* Text excerpt *
Planning took into account both the advantages and risks posed by severe winter conditions. While frozen ground improved mobility for tanks and infantry, heavy snow hampered artillery deployment and threatened supply lines. Soviet planners also placed emphasis on maintaining momentum once the front line was breached, with the intention of overwhelming the defenders before they could reorganize.

== The Operation ==

=== Initial Assaults (24–27 January 1943) ===
The offensive began on 24 January 1943 with large-scale artillery preparation by Soviet forces, followed by coordinated infantry and armored attacks. Soviet units achieved early penetrations in several sectors where Axis forces were thinly deployed. In the Voronezh sector, Soviet armies attacked positions held by German and Hungarian divisions already weakened by previous fighting. Urban combat erupted on the approaches to Voronezh, while to the north and west Soviet troops drove into German lines to widen the breaches.

Despite local counterattacks by German units attempting to stabilize the front, the Soviets maintained pressure along a broad frontage, preventing the defenders from concentrating reserves. Air support played a significant role in disrupting German withdrawals and reinforcing Soviet breakthroughs.

=== Encirclement Phase (late January – early February) ===
As Soviet armies expanded their penetrations, mobile formations moved rapidly through gaps in the German line, threatening major communications hubs. By the end of January, advancing units converged on Kastornoye, aiming to cut the main railway routes supporting German forces in the region. Axis counterattacks attempted to reopen corridors for withdrawal, but they were unable to reverse the deteriorating situation.'

By early February, Soviet forces had effectively encircled a large group of Axis units positioned west and northwest of Voronezh. Several divisions became trapped in pockets where shortages of ammunition, fuel, and food made organized resistance increasingly difficult. Bitter fighting occurred around towns and road junctions as German commanders attempted to extract surviving troops, but many formations suffered heavy losses during the retreat.

* Information provided *
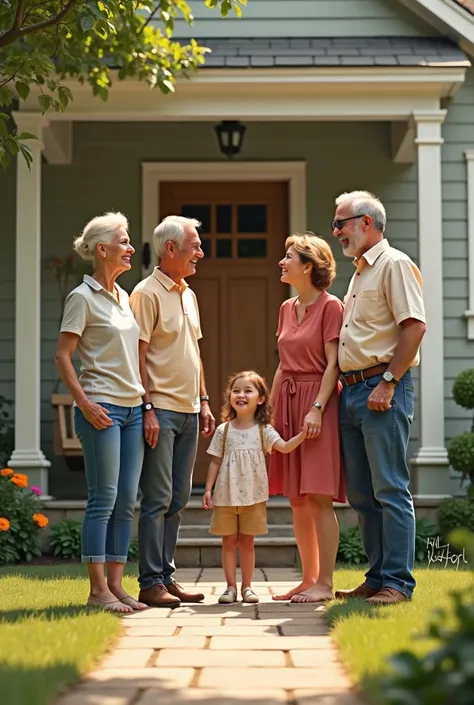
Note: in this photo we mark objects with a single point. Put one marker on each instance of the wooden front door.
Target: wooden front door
(237, 284)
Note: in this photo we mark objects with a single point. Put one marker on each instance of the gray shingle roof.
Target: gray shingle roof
(335, 51)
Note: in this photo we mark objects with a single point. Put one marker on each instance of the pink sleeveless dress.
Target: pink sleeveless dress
(315, 467)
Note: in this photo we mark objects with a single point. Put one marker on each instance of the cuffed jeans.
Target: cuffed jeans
(165, 485)
(113, 459)
(374, 445)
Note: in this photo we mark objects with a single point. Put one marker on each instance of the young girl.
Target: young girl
(239, 446)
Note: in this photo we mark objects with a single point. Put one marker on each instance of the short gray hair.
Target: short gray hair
(102, 228)
(173, 228)
(365, 203)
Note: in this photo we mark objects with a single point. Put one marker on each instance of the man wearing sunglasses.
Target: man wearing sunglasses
(383, 326)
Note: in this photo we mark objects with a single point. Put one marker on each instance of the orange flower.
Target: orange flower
(20, 480)
(40, 520)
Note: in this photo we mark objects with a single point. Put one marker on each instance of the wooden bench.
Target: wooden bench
(64, 435)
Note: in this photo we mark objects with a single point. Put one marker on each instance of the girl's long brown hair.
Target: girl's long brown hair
(263, 413)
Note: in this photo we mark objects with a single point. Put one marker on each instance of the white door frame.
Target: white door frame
(154, 172)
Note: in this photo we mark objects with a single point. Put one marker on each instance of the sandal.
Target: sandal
(133, 603)
(248, 595)
(109, 606)
(228, 596)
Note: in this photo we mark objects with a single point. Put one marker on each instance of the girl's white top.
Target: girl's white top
(242, 478)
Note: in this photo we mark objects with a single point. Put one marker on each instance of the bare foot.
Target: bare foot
(295, 591)
(316, 593)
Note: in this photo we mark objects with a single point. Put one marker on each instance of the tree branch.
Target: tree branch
(16, 32)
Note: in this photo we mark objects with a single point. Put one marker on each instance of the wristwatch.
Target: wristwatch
(388, 377)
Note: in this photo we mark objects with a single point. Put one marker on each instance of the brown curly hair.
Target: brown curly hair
(315, 251)
(263, 413)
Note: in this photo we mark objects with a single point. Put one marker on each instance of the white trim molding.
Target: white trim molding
(28, 454)
(331, 93)
(431, 460)
(469, 155)
(153, 173)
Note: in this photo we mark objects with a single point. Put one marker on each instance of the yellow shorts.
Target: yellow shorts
(251, 520)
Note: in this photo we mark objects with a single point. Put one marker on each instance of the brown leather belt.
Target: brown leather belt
(350, 378)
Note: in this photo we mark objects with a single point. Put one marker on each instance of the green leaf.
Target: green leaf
(22, 89)
(86, 22)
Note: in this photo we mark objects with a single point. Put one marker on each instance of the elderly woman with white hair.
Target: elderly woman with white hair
(99, 323)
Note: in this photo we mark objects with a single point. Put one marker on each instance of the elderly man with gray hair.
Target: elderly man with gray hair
(175, 395)
(383, 326)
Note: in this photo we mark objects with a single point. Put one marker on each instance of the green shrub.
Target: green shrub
(65, 539)
(425, 529)
(463, 389)
(455, 513)
(20, 518)
(445, 675)
(461, 455)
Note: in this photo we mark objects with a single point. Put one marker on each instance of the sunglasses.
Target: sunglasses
(337, 224)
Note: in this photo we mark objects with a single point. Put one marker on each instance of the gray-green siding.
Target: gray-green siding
(307, 18)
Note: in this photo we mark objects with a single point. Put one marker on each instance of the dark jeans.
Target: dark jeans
(166, 487)
(113, 459)
(374, 446)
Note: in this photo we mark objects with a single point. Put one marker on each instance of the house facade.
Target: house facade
(335, 95)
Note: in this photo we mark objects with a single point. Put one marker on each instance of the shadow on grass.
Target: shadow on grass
(48, 614)
(35, 686)
(343, 610)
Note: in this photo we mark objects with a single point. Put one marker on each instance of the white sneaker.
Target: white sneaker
(229, 596)
(248, 595)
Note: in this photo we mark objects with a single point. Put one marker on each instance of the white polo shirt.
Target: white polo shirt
(108, 343)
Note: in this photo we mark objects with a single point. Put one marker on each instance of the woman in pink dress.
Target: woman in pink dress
(305, 394)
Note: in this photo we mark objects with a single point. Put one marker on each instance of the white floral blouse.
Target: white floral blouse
(242, 478)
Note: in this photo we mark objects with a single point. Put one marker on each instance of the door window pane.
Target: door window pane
(252, 248)
(224, 248)
(224, 219)
(200, 212)
(206, 247)
(252, 218)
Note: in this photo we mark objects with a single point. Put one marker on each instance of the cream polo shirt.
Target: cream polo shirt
(108, 343)
(168, 316)
(385, 290)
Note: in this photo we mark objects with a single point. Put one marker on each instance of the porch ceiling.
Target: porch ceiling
(336, 51)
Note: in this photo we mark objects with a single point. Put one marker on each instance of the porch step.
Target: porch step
(270, 552)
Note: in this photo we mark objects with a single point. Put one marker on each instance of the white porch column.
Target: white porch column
(28, 456)
(431, 460)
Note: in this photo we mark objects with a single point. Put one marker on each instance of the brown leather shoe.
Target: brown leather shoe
(175, 589)
(360, 591)
(158, 596)
(387, 596)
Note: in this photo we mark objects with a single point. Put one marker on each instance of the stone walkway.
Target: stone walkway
(265, 654)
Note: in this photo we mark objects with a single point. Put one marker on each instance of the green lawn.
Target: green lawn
(47, 638)
(366, 636)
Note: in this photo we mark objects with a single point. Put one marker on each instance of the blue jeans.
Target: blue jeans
(374, 446)
(113, 459)
(165, 485)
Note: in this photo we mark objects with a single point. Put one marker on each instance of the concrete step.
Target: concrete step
(270, 552)
(195, 532)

* To do *
(1) Retype the passage from the Voronezh offensive text from "By early February, Soviet" up to and including "during the retreat.".
(2) Continue the text on the 1943 Voronezh offensive from the point where it stops.

* Answers *
(1)
By early February, Soviet forces had effectively encircled a large group of Axis units positioned west and northwest of Voronezh. Several divisions became trapped in pockets where shortages of ammunition, fuel, and food made organized resistance increasingly difficult. Bitter fighting occurred around towns and road junctions as German commanders attempted to extract surviving troops, but many formations suffered heavy losses during the retreat.

(2)
=== Pursuit and Liberation (February 1943) ===
Once the main German groupings were encircled or forced into disorderly withdrawal, the Soviet fronts pursued westward to prevent the defenders from establishing new defensive positions. Voronezh was fully retaken as Soviet troops advanced through the city and eliminated remaining pockets of resistance.

Further west, Soviet units moved toward Kursk and Belgorod, liberating towns and villages as Axis forces withdrew toward the Orel–Kursk line. The retreat of the German 2nd Army left substantial portions of the front exposed and contributed to the collapse of German positions in the region. By mid-February, the main objectives of the operation had been achieved, and Soviet forces prepared for subsequent offensives aimed at the Kharkov region.

== Aftermath ==

=== Casualties and Losses ===
Exact casualty figures for the operation vary by source and are difficult to establish due to the rapid movement and scale of the fighting. Soviet losses were significant due to intense winter combat and assaults against entrenched positions. Axis forces suffered heavy casualties during both the initial fighting and subsequent withdrawals, with numerous units losing substantial portions of their strength. Material losses on both sides included large numbers of vehicles, artillery pieces, and equipment abandoned in harsh weather conditions.

== Strategic Consequences ==
The Voronezh–Kastornoye offensive marked a major Soviet success during the winter campaign of 1942–43. The destruction and disorganization inflicted on Axis formations in the region weakened Army Group B and contributed to the collapse of German control over the middle Don basin. The operation opened the way for Soviet advances toward Kursk and Kharkov and helped set the operational stage for the larger battles that unfolded in the spring and summer of 1943.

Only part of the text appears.